======== EXERCISE MATERIAL ========
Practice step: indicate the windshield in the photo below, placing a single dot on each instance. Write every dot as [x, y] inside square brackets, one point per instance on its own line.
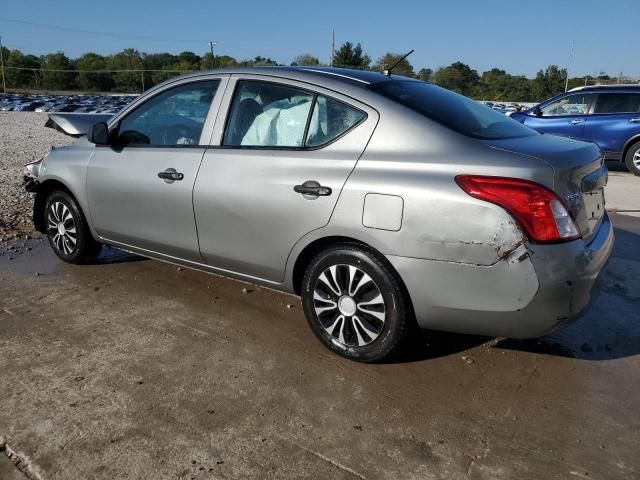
[454, 111]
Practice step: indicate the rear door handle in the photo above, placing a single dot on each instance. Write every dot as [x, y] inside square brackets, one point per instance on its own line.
[170, 175]
[312, 188]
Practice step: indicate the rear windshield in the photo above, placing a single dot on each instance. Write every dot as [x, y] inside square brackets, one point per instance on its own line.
[454, 111]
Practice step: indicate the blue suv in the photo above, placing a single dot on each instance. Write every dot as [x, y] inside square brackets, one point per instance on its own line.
[606, 115]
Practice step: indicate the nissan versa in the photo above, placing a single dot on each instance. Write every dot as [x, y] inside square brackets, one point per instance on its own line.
[382, 201]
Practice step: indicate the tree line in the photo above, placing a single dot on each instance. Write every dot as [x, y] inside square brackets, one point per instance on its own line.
[92, 72]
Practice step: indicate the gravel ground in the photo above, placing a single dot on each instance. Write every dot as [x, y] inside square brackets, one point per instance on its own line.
[23, 139]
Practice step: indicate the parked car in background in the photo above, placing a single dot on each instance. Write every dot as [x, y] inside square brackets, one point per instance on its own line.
[606, 115]
[380, 199]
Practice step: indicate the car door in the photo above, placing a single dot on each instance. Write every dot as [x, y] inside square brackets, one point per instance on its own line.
[565, 116]
[616, 119]
[140, 186]
[275, 173]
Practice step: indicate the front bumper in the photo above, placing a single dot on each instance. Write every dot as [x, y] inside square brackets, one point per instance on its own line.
[533, 291]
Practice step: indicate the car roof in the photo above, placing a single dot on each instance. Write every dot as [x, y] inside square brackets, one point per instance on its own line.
[629, 87]
[312, 74]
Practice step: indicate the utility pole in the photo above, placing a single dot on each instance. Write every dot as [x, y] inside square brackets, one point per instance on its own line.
[4, 85]
[213, 62]
[566, 83]
[333, 45]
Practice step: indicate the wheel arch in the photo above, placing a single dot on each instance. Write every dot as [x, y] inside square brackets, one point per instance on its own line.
[627, 146]
[316, 246]
[42, 193]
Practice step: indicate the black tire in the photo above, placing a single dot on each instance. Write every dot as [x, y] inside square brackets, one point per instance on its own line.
[351, 337]
[633, 153]
[61, 208]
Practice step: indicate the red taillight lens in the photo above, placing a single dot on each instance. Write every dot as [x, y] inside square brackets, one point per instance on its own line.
[537, 209]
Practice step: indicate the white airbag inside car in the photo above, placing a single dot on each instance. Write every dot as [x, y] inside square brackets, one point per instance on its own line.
[280, 126]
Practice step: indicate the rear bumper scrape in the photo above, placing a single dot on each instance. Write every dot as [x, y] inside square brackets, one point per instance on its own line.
[532, 291]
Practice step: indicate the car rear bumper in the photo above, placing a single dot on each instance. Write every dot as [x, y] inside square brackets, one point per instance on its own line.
[534, 290]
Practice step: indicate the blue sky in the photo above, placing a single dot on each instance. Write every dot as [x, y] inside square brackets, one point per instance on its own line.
[518, 36]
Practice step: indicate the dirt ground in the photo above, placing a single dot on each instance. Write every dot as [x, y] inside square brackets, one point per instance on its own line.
[132, 368]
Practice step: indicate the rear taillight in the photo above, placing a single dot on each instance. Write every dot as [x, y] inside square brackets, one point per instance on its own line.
[537, 209]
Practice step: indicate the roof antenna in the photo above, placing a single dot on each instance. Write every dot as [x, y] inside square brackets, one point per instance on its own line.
[387, 72]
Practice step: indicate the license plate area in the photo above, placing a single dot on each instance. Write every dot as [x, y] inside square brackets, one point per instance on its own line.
[594, 207]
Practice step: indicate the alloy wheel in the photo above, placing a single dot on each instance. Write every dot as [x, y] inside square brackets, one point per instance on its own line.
[61, 227]
[349, 305]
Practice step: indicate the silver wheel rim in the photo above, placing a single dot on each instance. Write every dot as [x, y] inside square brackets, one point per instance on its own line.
[349, 306]
[62, 228]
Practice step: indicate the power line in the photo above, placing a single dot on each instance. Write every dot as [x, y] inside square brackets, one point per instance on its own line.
[138, 70]
[96, 32]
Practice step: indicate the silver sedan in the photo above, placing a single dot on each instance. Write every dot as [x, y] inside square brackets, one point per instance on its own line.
[384, 202]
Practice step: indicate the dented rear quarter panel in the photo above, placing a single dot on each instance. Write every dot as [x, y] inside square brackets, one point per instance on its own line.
[419, 162]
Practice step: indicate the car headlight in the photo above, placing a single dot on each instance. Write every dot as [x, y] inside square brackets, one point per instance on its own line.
[33, 169]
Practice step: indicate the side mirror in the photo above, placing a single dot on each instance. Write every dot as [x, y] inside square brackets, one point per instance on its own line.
[99, 134]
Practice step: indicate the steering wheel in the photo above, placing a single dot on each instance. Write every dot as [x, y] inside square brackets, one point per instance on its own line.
[173, 133]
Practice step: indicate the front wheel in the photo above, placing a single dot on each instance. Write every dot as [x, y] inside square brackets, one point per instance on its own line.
[67, 229]
[632, 159]
[355, 303]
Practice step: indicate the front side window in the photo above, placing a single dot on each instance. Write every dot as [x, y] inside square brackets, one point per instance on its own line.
[572, 105]
[618, 103]
[266, 114]
[174, 117]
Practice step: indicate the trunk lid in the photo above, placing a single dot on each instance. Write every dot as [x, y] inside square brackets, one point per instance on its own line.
[579, 174]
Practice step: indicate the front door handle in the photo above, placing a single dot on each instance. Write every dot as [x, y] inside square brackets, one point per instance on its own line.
[312, 188]
[170, 175]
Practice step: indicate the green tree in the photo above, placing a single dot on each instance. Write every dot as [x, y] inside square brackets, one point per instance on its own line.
[458, 77]
[351, 57]
[305, 59]
[425, 74]
[88, 78]
[58, 80]
[549, 82]
[23, 70]
[124, 81]
[389, 59]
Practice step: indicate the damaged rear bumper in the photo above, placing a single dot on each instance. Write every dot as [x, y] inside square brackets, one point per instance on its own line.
[533, 291]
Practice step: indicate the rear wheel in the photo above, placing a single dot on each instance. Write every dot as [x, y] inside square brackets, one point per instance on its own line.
[632, 159]
[355, 303]
[67, 229]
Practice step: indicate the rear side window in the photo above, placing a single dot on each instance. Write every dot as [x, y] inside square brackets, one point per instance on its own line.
[330, 119]
[454, 111]
[577, 104]
[618, 103]
[265, 114]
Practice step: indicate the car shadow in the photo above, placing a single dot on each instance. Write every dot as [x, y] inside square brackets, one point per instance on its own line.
[611, 327]
[430, 344]
[112, 255]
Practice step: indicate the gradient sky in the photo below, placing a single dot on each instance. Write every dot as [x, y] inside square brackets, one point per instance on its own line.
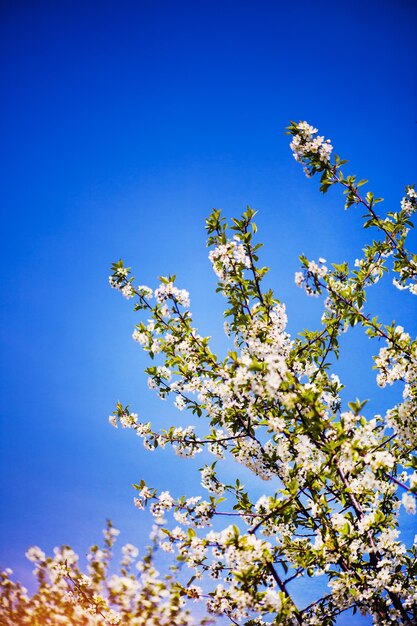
========
# AIM:
Report every line in the records that contains the string "tree", matching case exactly.

# REPLY:
Practice step: indicate the tree line in the photo above, placing a single dot on each instance. Write every dot as [x, y] inside square brackets, one point per instance on its own line.
Practice step: indicate the green tree in the photo above, placing a single dot on each instance. Write every dot as [x, y] inside square brackets, one point per instance on its own line.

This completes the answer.